Raw records:
● ● ● ● ●

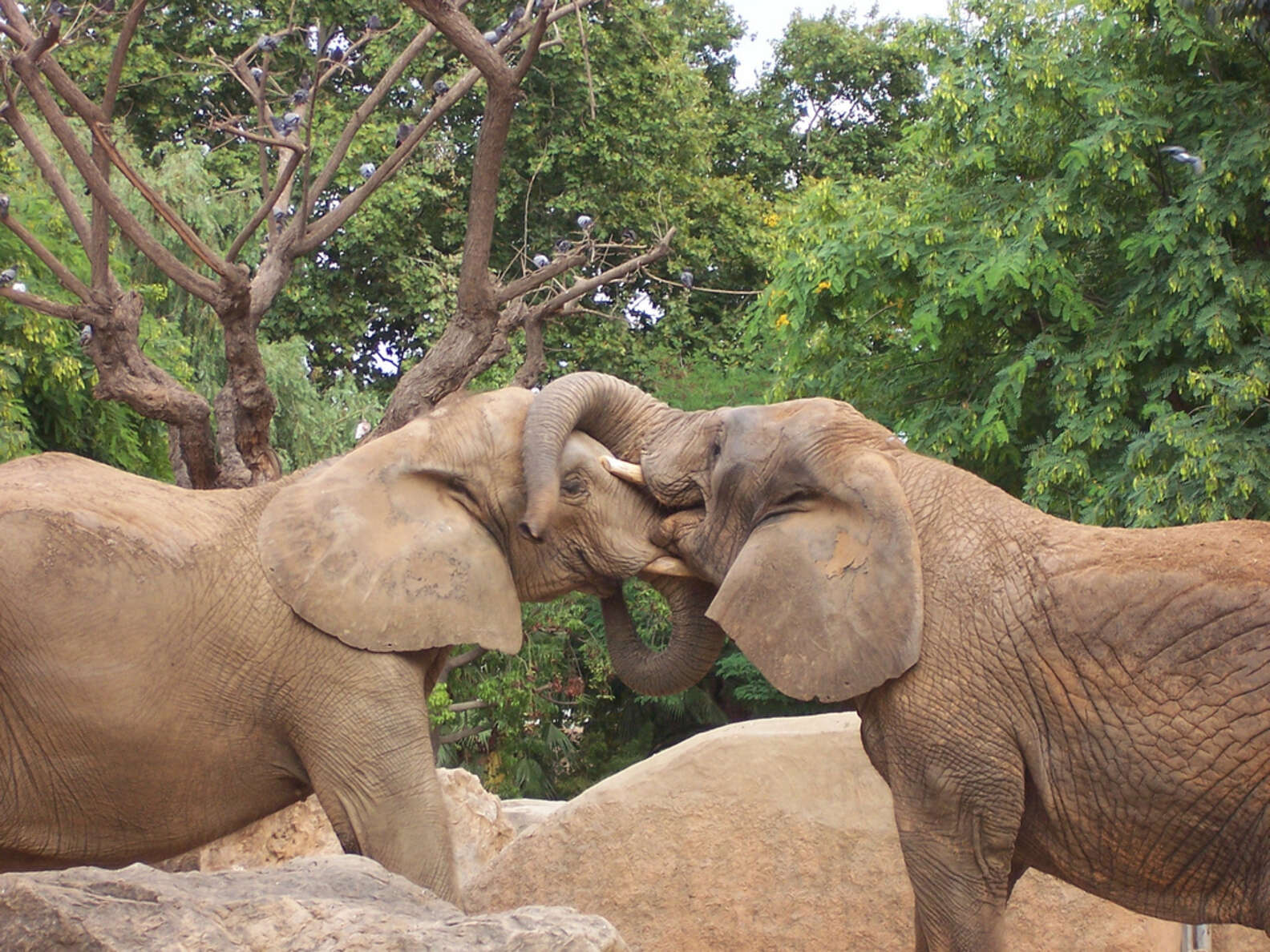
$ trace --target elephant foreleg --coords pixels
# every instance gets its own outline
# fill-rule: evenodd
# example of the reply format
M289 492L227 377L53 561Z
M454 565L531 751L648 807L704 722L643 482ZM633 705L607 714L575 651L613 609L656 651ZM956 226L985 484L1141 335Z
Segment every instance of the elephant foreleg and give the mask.
M991 952L1005 948L1003 913L1022 815L999 778L992 803L947 776L895 793L895 821L913 886L918 952Z
M420 744L410 759L425 769L413 782L400 784L400 790L371 790L380 784L343 779L326 783L315 779L314 790L347 852L367 856L389 872L461 905L450 823L432 765L431 744Z
M356 677L298 706L292 736L309 783L345 850L460 902L423 693L431 658L348 659L362 665Z

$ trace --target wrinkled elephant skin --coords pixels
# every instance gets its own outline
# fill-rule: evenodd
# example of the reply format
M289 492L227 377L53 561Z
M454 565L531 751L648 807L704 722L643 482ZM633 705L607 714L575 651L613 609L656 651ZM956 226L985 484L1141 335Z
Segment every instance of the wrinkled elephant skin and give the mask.
M555 541L514 531L532 396L443 405L281 484L0 466L0 869L157 859L315 791L345 849L456 899L427 693L521 600L665 553L577 434Z
M848 404L682 413L583 373L526 423L538 531L574 423L682 509L654 538L777 688L855 698L919 949L999 947L1029 867L1270 927L1270 524L1080 526Z

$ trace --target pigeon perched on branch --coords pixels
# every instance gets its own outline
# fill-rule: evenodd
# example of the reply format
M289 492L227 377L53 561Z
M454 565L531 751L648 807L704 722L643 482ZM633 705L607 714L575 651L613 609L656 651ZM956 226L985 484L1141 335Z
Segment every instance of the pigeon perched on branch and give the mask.
M1191 169L1195 170L1196 175L1204 171L1204 160L1200 159L1198 155L1191 155L1181 146L1161 146L1160 152L1162 155L1167 155L1175 162L1185 162L1186 165L1189 165Z

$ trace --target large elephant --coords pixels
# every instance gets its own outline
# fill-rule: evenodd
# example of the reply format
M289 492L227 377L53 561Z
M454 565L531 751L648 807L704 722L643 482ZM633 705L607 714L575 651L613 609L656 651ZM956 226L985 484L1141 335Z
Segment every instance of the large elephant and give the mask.
M1080 526L848 404L682 413L583 373L526 423L531 536L575 425L681 510L654 538L777 688L855 699L918 949L999 947L1029 867L1270 927L1270 524Z
M427 712L447 646L516 651L521 600L669 564L664 513L582 434L559 538L519 536L531 401L457 401L243 490L0 466L0 869L160 858L315 791L347 849L457 899Z

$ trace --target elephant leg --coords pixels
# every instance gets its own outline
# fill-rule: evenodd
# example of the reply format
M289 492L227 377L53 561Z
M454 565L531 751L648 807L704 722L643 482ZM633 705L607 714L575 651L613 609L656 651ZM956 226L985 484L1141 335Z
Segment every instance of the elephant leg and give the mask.
M979 792L983 786L937 776L932 783L927 772L919 787L893 787L899 844L913 886L916 948L1002 949L1022 778L1012 784L996 777L986 796ZM1016 792L1006 791L1015 786Z
M424 659L351 656L367 670L325 691L292 731L310 786L345 852L458 904L423 694Z
M433 767L427 729L420 743L381 757L358 757L352 770L310 768L314 791L345 852L461 905L453 872L450 820Z

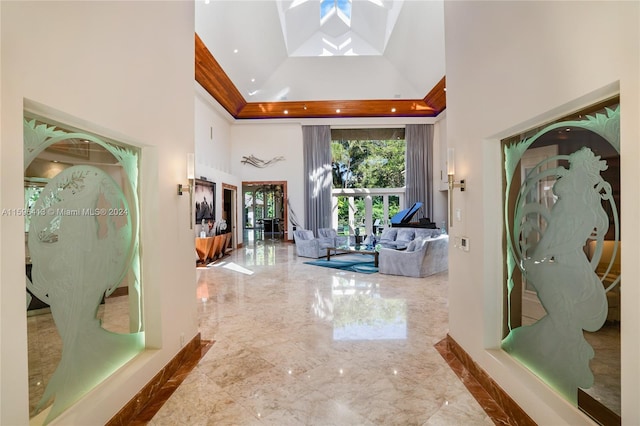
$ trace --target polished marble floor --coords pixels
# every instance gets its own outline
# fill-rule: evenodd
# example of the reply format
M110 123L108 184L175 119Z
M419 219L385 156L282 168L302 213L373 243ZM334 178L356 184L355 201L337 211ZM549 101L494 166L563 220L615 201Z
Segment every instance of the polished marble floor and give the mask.
M198 269L214 340L151 425L490 425L434 348L447 275L401 278L304 264L256 241Z

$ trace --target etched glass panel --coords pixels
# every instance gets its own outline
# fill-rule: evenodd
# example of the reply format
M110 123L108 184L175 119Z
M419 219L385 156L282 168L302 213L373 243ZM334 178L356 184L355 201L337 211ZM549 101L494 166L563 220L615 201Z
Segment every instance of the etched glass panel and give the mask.
M138 159L24 120L30 410L45 423L144 348Z
M504 142L502 348L572 403L590 399L619 415L619 376L611 383L610 374L620 362L616 102Z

● ● ● ● ●

Your task —
Render every line of the items above as a JSON list of strings, one string per line, skipping blank lines and the picture lines.

Exercise solution —
[
  "$ trace --target elephant foreleg --coords pixels",
  "# every instance gets its own outline",
  "# fill-rule: evenodd",
  "# example of the reply format",
  "M289 492L227 377L53 561Z",
  "M454 565L531 751L648 807L704 722L643 482ZM633 705L607 714L575 651L613 609L656 651ZM956 226L985 484L1141 335Z",
  "Segment every instance of the elephant foreleg and give the mask.",
  "M991 952L1005 948L1003 913L1022 815L999 778L992 803L947 776L895 793L895 821L913 886L918 952Z",
  "M420 744L410 759L425 769L413 782L400 784L400 790L371 790L380 784L343 779L326 783L315 779L314 790L347 852L367 856L389 872L461 905L450 823L432 765L431 744Z",
  "M356 677L298 706L292 736L309 783L345 850L460 902L423 693L431 658L348 659L362 665Z",
  "$ trace --target wrinkled elephant skin --coords pixels",
  "# every instance gets its own outline",
  "# fill-rule: evenodd",
  "# example of the reply format",
  "M289 492L227 377L53 561Z",
  "M454 565L531 751L648 807L704 722L643 482ZM633 705L607 714L575 651L613 609L656 651ZM956 226L985 484L1141 335Z",
  "Segment every instance of the wrinkled elephant skin and give the mask.",
  "M555 541L514 531L532 396L443 405L281 484L0 466L0 869L157 859L315 791L345 849L456 899L427 693L521 600L665 553L577 434Z",
  "M848 404L682 413L583 373L526 423L538 531L574 423L682 509L654 538L777 688L855 698L919 949L999 947L1029 867L1270 927L1270 524L1080 526Z",
  "$ trace --target pigeon perched on branch --coords pixels",
  "# every instance gets its own outline",
  "# fill-rule: evenodd",
  "# example of the reply format",
  "M289 492L227 377L53 561Z",
  "M454 565L531 751L648 807L704 722L643 482ZM633 705L607 714L575 651L613 609L656 651ZM956 226L985 484L1141 335Z",
  "Segment every instance of the pigeon perched on branch and give the mask.",
  "M1191 169L1195 170L1196 175L1204 171L1204 160L1200 159L1198 155L1191 155L1181 146L1161 146L1160 152L1162 155L1167 155L1175 162L1185 162L1186 165L1189 165Z",
  "$ trace --target large elephant --coords pixels",
  "# every instance gets its own outline",
  "# fill-rule: evenodd",
  "# example of the reply format",
  "M289 492L227 377L53 561Z",
  "M454 565L531 751L648 807L704 722L643 482ZM633 705L607 714L575 651L613 609L656 651ZM956 226L985 484L1141 335Z",
  "Segment every instance of the large elephant and give the mask.",
  "M1080 526L848 404L682 413L583 373L526 423L531 536L575 425L681 510L654 538L777 688L855 699L918 949L999 947L1029 867L1270 927L1270 524Z",
  "M427 712L447 646L516 651L521 600L669 564L664 513L582 434L559 538L519 536L531 401L457 401L243 490L0 466L0 869L160 858L315 791L347 849L457 899Z",
  "$ trace --target elephant leg --coords pixels",
  "# every instance gets its own outline",
  "# fill-rule: evenodd",
  "# example of the reply format",
  "M289 492L227 377L53 561Z",
  "M454 565L531 751L648 807L704 722L643 482ZM633 705L607 714L575 651L613 609L656 651ZM956 226L985 484L1141 335Z",
  "Segment every instance of the elephant leg and give the mask.",
  "M979 792L983 786L937 776L932 783L927 772L919 787L893 787L899 844L913 886L916 948L1002 949L1022 778L1012 784L996 777L986 796ZM1016 792L1006 791L1015 786Z",
  "M424 659L351 656L367 670L325 691L292 731L310 786L345 852L458 904L423 694Z",
  "M433 767L427 729L420 743L381 757L358 757L352 770L310 768L314 791L345 852L461 905L453 872L450 820Z",
  "$ trace --target polished marble floor --coords pixels",
  "# every instance gets its own outline",
  "# fill-rule: evenodd",
  "# example of the reply format",
  "M110 123L108 184L175 119Z",
  "M419 219L385 156L282 168L302 213L373 243ZM334 178L356 184L355 201L337 211ZM549 101L494 166L563 220L615 201Z",
  "Segment every instance of the polished marble floor and give the mask.",
  "M198 269L214 340L151 425L490 425L434 348L447 275L401 278L304 264L256 241Z",
  "$ trace --target etched glass panel --coords pixels",
  "# every instance gets its own outline",
  "# fill-rule: evenodd",
  "# example of the reply format",
  "M110 123L108 184L175 119Z",
  "M419 219L385 156L282 168L302 213L373 243ZM334 178L356 184L355 201L337 211ZM549 101L494 166L563 220L615 201Z",
  "Segment every instance of the etched glass panel and give the mask.",
  "M138 159L24 120L30 410L45 423L144 348Z",
  "M504 142L502 348L572 403L590 399L619 415L619 376L611 383L610 374L620 362L616 102Z"
]